[Saved entries]
_____

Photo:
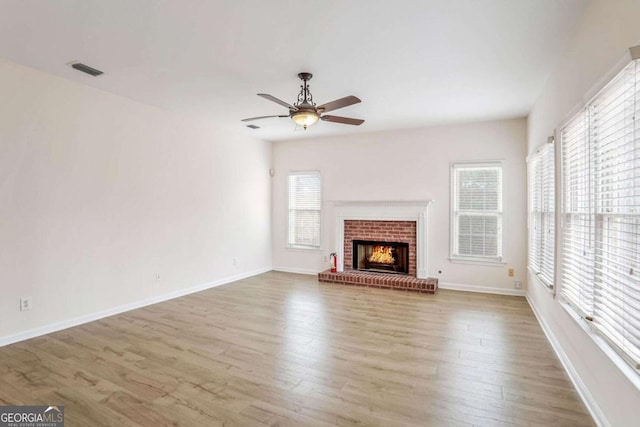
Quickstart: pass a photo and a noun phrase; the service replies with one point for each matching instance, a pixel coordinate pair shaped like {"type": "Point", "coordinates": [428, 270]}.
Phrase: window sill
{"type": "Point", "coordinates": [478, 261]}
{"type": "Point", "coordinates": [627, 370]}
{"type": "Point", "coordinates": [550, 287]}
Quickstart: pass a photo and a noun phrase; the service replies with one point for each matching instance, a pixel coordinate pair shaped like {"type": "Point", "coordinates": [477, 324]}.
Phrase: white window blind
{"type": "Point", "coordinates": [542, 214]}
{"type": "Point", "coordinates": [601, 210]}
{"type": "Point", "coordinates": [477, 211]}
{"type": "Point", "coordinates": [304, 209]}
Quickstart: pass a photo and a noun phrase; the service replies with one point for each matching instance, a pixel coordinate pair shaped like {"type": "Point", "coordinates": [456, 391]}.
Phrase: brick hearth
{"type": "Point", "coordinates": [380, 280]}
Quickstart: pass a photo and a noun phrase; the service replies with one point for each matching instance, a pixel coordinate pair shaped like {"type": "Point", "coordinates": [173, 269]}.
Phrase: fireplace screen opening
{"type": "Point", "coordinates": [384, 257]}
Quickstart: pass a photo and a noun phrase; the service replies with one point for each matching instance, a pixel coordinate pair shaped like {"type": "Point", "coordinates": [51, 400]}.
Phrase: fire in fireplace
{"type": "Point", "coordinates": [386, 257]}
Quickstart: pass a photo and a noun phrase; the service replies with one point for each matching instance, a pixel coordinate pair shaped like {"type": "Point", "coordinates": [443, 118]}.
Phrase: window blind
{"type": "Point", "coordinates": [304, 209]}
{"type": "Point", "coordinates": [578, 250]}
{"type": "Point", "coordinates": [601, 182]}
{"type": "Point", "coordinates": [477, 211]}
{"type": "Point", "coordinates": [542, 214]}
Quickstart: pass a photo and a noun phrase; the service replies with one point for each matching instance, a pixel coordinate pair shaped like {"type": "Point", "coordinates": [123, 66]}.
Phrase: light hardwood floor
{"type": "Point", "coordinates": [282, 349]}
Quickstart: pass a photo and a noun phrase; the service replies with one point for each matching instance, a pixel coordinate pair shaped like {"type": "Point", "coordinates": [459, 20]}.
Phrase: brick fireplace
{"type": "Point", "coordinates": [382, 222]}
{"type": "Point", "coordinates": [380, 231]}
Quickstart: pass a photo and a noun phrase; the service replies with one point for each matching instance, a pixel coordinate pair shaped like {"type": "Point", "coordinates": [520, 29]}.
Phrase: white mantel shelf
{"type": "Point", "coordinates": [411, 210]}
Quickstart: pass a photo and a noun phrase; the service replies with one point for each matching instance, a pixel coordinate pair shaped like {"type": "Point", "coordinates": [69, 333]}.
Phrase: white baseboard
{"type": "Point", "coordinates": [481, 289]}
{"type": "Point", "coordinates": [295, 270]}
{"type": "Point", "coordinates": [585, 395]}
{"type": "Point", "coordinates": [58, 326]}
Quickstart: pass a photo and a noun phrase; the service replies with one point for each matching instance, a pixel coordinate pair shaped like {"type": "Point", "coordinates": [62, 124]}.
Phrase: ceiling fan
{"type": "Point", "coordinates": [305, 112]}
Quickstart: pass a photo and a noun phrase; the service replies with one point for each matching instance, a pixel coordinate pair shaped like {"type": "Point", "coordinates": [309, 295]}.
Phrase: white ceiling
{"type": "Point", "coordinates": [412, 62]}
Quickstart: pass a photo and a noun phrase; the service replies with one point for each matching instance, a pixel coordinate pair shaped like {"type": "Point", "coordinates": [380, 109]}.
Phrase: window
{"type": "Point", "coordinates": [477, 212]}
{"type": "Point", "coordinates": [304, 210]}
{"type": "Point", "coordinates": [601, 213]}
{"type": "Point", "coordinates": [542, 214]}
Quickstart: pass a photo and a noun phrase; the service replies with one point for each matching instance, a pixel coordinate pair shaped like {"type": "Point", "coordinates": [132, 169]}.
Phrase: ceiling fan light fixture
{"type": "Point", "coordinates": [305, 118]}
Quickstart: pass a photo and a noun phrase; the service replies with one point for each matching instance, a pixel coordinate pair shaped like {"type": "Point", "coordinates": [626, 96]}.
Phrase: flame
{"type": "Point", "coordinates": [382, 255]}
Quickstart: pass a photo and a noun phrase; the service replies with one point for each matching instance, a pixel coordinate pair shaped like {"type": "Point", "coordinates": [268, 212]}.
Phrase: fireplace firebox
{"type": "Point", "coordinates": [384, 257]}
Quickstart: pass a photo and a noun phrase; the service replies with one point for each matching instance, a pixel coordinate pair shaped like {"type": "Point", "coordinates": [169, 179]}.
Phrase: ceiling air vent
{"type": "Point", "coordinates": [86, 69]}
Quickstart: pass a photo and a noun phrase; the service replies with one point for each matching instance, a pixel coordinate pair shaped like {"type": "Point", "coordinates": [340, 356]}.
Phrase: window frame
{"type": "Point", "coordinates": [298, 246]}
{"type": "Point", "coordinates": [536, 164]}
{"type": "Point", "coordinates": [454, 257]}
{"type": "Point", "coordinates": [589, 319]}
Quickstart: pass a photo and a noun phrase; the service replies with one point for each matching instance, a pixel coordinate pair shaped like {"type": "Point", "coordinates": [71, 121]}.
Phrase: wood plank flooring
{"type": "Point", "coordinates": [281, 349]}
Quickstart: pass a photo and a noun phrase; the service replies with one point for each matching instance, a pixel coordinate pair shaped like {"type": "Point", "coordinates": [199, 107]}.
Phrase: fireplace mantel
{"type": "Point", "coordinates": [385, 211]}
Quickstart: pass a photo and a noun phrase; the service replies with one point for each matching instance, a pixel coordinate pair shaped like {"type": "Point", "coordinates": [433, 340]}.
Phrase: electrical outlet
{"type": "Point", "coordinates": [25, 304]}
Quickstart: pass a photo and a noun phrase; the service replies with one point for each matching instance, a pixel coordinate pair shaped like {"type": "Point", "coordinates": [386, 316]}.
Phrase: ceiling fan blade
{"type": "Point", "coordinates": [344, 120]}
{"type": "Point", "coordinates": [278, 101]}
{"type": "Point", "coordinates": [258, 118]}
{"type": "Point", "coordinates": [339, 103]}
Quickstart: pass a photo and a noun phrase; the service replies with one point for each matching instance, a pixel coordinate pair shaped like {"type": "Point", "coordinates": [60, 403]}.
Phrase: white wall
{"type": "Point", "coordinates": [607, 29]}
{"type": "Point", "coordinates": [98, 194]}
{"type": "Point", "coordinates": [408, 165]}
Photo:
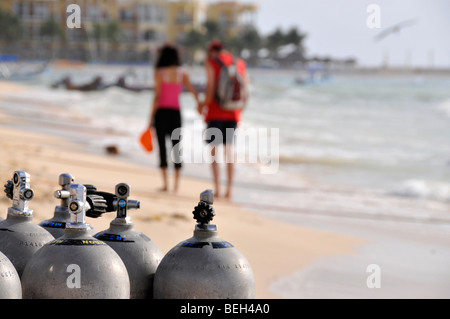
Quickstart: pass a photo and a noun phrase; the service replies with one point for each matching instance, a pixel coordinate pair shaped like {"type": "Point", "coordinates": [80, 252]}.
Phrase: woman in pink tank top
{"type": "Point", "coordinates": [170, 79]}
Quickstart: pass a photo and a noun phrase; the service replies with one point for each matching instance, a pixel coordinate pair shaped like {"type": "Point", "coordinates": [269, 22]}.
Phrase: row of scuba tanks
{"type": "Point", "coordinates": [65, 258]}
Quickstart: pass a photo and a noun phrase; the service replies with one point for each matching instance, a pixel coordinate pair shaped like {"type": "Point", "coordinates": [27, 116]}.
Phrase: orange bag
{"type": "Point", "coordinates": [147, 140]}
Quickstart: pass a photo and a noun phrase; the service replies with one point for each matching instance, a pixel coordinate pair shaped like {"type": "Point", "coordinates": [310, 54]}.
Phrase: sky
{"type": "Point", "coordinates": [338, 28]}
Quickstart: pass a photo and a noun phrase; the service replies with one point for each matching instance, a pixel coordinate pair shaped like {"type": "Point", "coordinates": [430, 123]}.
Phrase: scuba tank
{"type": "Point", "coordinates": [61, 216]}
{"type": "Point", "coordinates": [76, 265]}
{"type": "Point", "coordinates": [204, 266]}
{"type": "Point", "coordinates": [20, 238]}
{"type": "Point", "coordinates": [139, 253]}
{"type": "Point", "coordinates": [10, 286]}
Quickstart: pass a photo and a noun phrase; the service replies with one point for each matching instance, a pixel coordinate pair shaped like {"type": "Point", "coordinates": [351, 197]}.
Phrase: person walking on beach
{"type": "Point", "coordinates": [170, 79]}
{"type": "Point", "coordinates": [221, 117]}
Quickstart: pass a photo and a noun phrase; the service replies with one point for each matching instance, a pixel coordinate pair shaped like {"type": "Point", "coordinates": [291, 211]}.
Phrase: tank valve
{"type": "Point", "coordinates": [65, 180]}
{"type": "Point", "coordinates": [204, 211]}
{"type": "Point", "coordinates": [82, 205]}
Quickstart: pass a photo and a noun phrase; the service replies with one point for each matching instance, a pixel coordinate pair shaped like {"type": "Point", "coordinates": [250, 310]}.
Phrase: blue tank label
{"type": "Point", "coordinates": [215, 245]}
{"type": "Point", "coordinates": [113, 237]}
{"type": "Point", "coordinates": [76, 242]}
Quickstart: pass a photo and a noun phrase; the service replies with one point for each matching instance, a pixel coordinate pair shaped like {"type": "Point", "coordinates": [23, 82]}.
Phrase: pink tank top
{"type": "Point", "coordinates": [170, 92]}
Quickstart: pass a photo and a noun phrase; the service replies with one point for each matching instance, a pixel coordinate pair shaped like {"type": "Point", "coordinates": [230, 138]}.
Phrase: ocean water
{"type": "Point", "coordinates": [361, 145]}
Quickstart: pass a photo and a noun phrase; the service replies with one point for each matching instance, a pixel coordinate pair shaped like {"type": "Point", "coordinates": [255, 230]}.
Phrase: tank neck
{"type": "Point", "coordinates": [205, 231]}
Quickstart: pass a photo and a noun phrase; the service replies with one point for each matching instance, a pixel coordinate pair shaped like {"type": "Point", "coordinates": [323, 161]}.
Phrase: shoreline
{"type": "Point", "coordinates": [164, 218]}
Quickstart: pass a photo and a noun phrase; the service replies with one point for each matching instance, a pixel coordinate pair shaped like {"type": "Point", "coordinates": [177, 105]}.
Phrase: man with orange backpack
{"type": "Point", "coordinates": [226, 97]}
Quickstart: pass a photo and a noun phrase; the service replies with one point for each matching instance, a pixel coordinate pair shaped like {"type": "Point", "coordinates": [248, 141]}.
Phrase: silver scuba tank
{"type": "Point", "coordinates": [204, 266]}
{"type": "Point", "coordinates": [76, 265]}
{"type": "Point", "coordinates": [20, 238]}
{"type": "Point", "coordinates": [139, 253]}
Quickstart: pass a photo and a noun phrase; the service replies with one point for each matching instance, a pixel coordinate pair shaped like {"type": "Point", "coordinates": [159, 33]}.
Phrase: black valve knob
{"type": "Point", "coordinates": [204, 213]}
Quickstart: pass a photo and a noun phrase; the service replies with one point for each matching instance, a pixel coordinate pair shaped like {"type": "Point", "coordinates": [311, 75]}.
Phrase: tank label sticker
{"type": "Point", "coordinates": [145, 237]}
{"type": "Point", "coordinates": [53, 224]}
{"type": "Point", "coordinates": [113, 237]}
{"type": "Point", "coordinates": [215, 245]}
{"type": "Point", "coordinates": [76, 242]}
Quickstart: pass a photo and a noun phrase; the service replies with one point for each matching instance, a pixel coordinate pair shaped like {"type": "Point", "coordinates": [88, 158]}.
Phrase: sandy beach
{"type": "Point", "coordinates": [274, 249]}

_____

*Goal of the exercise*
Count the lines in the rows above that contain the string "brick", treating case as significant, and give only the number.

*Exercise solution*
2